> _WRITTEN PROBLEM_: Rename "format like this sample" to "use this layout" everywhere from the line with "mark the black watch" through the final line of the entries, and write those lines out again with nothing else changed.

> _Collected data_:
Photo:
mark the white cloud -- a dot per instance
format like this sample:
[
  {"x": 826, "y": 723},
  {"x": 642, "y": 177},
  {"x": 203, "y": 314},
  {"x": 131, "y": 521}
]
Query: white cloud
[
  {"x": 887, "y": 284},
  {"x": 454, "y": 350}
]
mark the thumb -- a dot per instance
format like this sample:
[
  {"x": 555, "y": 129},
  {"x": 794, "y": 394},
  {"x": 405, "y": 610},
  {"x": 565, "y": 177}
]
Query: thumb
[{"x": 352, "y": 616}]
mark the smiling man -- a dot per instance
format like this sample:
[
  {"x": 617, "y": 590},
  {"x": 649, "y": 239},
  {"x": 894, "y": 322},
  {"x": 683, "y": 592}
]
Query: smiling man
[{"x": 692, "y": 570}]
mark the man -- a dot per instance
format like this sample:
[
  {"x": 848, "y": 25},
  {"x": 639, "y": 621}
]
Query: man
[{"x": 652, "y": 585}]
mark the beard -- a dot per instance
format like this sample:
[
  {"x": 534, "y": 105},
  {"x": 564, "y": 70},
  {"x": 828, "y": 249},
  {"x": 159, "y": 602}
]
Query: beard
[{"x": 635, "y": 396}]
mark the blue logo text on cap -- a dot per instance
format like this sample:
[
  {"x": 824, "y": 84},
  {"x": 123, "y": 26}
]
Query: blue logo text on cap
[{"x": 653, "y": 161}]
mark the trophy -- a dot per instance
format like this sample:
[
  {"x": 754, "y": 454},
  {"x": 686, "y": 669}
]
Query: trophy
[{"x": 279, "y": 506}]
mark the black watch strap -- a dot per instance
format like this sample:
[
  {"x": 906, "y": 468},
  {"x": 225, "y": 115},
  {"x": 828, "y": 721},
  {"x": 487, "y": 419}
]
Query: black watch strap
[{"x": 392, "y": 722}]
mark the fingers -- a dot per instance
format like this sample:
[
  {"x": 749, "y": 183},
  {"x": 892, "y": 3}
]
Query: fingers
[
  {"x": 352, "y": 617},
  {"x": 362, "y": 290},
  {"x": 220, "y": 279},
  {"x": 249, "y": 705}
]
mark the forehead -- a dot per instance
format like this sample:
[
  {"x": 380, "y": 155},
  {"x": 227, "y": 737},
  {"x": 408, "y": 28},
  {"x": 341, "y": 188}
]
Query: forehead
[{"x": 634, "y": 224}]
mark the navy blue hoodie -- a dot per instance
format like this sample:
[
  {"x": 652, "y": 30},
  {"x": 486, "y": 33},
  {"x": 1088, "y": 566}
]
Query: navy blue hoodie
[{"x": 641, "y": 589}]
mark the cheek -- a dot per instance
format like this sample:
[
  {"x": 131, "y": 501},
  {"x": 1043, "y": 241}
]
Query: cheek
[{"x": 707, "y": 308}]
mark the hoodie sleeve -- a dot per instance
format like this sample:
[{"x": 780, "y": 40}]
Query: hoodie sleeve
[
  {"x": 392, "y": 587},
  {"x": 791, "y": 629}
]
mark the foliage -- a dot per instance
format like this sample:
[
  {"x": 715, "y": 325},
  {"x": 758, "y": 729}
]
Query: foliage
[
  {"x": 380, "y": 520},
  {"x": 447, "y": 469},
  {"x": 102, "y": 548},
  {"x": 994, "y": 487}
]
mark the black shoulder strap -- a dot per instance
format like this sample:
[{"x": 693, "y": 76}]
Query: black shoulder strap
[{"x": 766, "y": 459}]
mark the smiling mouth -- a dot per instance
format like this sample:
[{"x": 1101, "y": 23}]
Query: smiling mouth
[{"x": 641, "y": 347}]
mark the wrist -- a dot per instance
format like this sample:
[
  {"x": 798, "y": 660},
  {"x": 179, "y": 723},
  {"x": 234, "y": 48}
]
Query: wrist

> _RESULT_:
mark the black watch strap -- a dot per instance
use this layout:
[
  {"x": 906, "y": 468},
  {"x": 225, "y": 115},
  {"x": 828, "y": 721},
  {"x": 487, "y": 419}
]
Query: black watch strap
[{"x": 392, "y": 722}]
mark the fingers -- a dot per instance
use this layout:
[
  {"x": 749, "y": 183},
  {"x": 892, "y": 3}
]
Query: fingers
[
  {"x": 352, "y": 617},
  {"x": 362, "y": 290},
  {"x": 220, "y": 279},
  {"x": 249, "y": 705}
]
mark the forehead -- a dot per instance
use this layout:
[
  {"x": 380, "y": 155},
  {"x": 227, "y": 737},
  {"x": 408, "y": 28},
  {"x": 341, "y": 188}
]
Query: forehead
[{"x": 634, "y": 224}]
mark the navy blue hoodie -- a dot per instance
use this layout:
[
  {"x": 652, "y": 30},
  {"x": 486, "y": 33},
  {"x": 1088, "y": 566}
]
Query: navy blue hoodie
[{"x": 641, "y": 589}]
mark the cheek -- a dot per instance
use this layout:
[
  {"x": 131, "y": 501},
  {"x": 1043, "y": 241}
]
Query: cheek
[{"x": 707, "y": 308}]
mark the hoodie sleeve -- a dot per instance
use this layout:
[{"x": 780, "y": 40}]
Query: hoodie sleeve
[
  {"x": 392, "y": 587},
  {"x": 791, "y": 629}
]
mark the foliage -- a dot per instance
use this layout:
[
  {"x": 715, "y": 325},
  {"x": 758, "y": 729}
]
Query: foliage
[
  {"x": 380, "y": 520},
  {"x": 447, "y": 469},
  {"x": 102, "y": 548},
  {"x": 994, "y": 487}
]
mark the black shoulder strap -- a dot per instance
use this layout:
[{"x": 693, "y": 76}]
Query: black shoulder strap
[{"x": 766, "y": 459}]
mark the smiling mouth -- a dot per instance
use this layout:
[{"x": 1101, "y": 23}]
Query: smiling mouth
[{"x": 641, "y": 347}]
mark the wrist -- a dot per instance
use this layout:
[
  {"x": 798, "y": 660},
  {"x": 179, "y": 723},
  {"x": 234, "y": 48}
]
Query: wrist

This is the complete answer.